Exercise description – Return the complete listing that follows, with each line reproduced exactly.

Stored records
- - - - -

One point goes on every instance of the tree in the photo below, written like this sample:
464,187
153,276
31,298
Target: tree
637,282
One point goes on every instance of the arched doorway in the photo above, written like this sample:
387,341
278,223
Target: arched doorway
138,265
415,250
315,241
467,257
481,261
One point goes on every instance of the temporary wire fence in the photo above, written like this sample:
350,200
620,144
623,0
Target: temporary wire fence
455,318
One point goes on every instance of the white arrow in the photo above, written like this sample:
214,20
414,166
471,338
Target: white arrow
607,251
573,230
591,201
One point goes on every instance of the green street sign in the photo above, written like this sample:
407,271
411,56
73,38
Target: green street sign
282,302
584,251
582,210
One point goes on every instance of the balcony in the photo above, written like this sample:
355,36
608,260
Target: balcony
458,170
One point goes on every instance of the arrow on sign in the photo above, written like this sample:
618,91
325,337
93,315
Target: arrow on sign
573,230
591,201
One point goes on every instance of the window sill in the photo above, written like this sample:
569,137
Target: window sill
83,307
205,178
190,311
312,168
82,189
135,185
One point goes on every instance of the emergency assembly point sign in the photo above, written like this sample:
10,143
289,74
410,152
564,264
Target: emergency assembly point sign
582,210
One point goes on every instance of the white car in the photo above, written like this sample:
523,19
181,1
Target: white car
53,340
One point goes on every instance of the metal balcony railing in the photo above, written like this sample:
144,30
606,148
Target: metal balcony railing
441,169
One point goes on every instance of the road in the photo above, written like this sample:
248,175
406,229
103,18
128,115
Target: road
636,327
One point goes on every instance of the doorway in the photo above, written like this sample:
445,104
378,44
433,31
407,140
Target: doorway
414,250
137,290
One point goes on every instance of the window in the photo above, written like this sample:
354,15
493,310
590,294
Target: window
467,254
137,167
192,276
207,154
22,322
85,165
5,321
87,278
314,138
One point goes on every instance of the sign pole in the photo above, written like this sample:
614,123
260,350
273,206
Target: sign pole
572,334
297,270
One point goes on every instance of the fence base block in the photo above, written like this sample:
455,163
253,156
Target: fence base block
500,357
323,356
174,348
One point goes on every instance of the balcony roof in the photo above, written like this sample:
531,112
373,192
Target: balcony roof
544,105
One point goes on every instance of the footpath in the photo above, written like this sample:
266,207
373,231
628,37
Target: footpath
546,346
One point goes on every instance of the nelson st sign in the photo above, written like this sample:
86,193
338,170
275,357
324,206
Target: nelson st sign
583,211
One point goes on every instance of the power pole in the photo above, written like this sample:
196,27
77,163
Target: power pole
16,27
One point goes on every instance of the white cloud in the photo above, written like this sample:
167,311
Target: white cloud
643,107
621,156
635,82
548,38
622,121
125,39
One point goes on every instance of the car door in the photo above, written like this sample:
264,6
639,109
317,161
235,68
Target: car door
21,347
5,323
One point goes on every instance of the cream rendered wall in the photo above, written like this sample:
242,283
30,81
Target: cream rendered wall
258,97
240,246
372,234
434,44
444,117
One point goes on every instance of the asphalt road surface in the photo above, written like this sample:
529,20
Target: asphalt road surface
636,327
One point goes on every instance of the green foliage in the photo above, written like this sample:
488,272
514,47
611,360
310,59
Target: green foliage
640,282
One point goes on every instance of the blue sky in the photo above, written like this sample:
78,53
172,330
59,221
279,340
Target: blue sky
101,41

- - - - -

Written answer –
One point goes on every instance of the tree in the photo below, written like this sample:
464,187
153,276
31,298
Target: tree
637,282
One point goes on every instance of the arched doorway in the photo above, written like this sample:
387,341
278,223
Target: arched doorway
138,265
415,250
315,241
467,257
481,261
One point goes on every instance of the temporary wire fence in the photo above, written like this sample:
350,200
620,144
623,0
Target: temporary wire fence
455,318
One point goes on every instance of the white arrow in the photo above, written like this sample:
214,20
414,166
471,338
Target: white arrow
607,251
573,230
591,201
One point goes on every instance of the green street sign in the photo above, written like this sample:
407,271
411,56
73,38
Target: green street sign
282,302
584,251
582,210
One point goes on every instance of the balcony in the photo above, written like this sample:
355,36
608,260
Target: balcony
458,170
One point goes on every instance of the arrow on sign in the photo above, written like this sample:
618,91
325,337
93,315
Target: arrow on sign
573,230
591,201
One point goes on every instance of the window sill in the photo above, written like this sample:
569,137
Target: window sill
83,307
205,178
190,311
312,168
82,189
135,185
One point goes on every instance of the emergency assembly point sign in the photo above, written like this sample:
10,143
289,74
410,152
564,264
Target: emergency assembly point sign
582,210
One point goes on every instance of the white car in the photo above, written like this sample:
523,19
181,1
Target: white car
53,340
One point goes on every instance of the metal balcony railing in the photo above, written like this sample:
144,30
606,148
Target: metal balcony railing
441,169
One point goes on every instance of the road in the photo above, written like this sample:
248,175
406,229
103,18
128,115
Target: road
636,327
One point goes on every instance of the doorway in the photo above, written like this sample:
445,104
378,44
433,31
407,140
Target: doorway
414,250
137,290
One point goes on every instance of the window in the photo above, written like this sample:
354,15
493,310
590,294
Target: window
467,254
137,167
192,276
207,154
22,322
85,165
5,321
87,278
314,138
One point goes on every instance of the sign pole in the photo above, written like this sample:
614,123
260,350
273,206
Target: sign pole
572,334
297,270
One point goes on every instance of the fence base block in the photo above, written like this sample:
455,163
253,156
Target: fence base block
500,357
323,356
174,348
One point goes on every instance of the balcony roof in the photo above, written like this sample:
531,112
373,192
Target: balcony roof
544,105
One point goes on every instance of the footpath in the photo above, written like this sample:
266,207
373,231
628,37
Target: footpath
546,346
One point goes on every instance of the nelson st sign in the photo above, written like this sample:
86,193
338,170
275,357
324,206
Target: nelson st sign
583,211
One point goes on every instance of the power pole in the photo above, written like this sample:
196,27
77,163
Target: power pole
16,27
One point goes on every instance of the white cloud in the photo above, written like this sample:
167,311
Target: white cloud
643,107
621,156
635,82
548,38
622,121
125,39
One point goes on every instance of the car door in the photo above, written like this sample:
264,6
639,109
317,161
235,68
Target: car door
21,347
5,323
One point goes on every instance of the cream rendered wall in the photo above, written like this sample:
242,283
30,81
Target: cream rendered wall
258,97
240,246
372,234
434,44
444,117
One point goes on every instance of the asphalt road surface in the photo above, written like this sample:
529,20
Target: asphalt road surface
636,327
One point goes on every instance of the green foliage in the photo above, written like this sample:
488,272
514,47
611,360
310,59
Target: green foliage
640,282
One point goes on every instance of the blue sky in the photo above, written like this sample:
78,53
172,330
59,221
279,340
Target: blue sky
101,41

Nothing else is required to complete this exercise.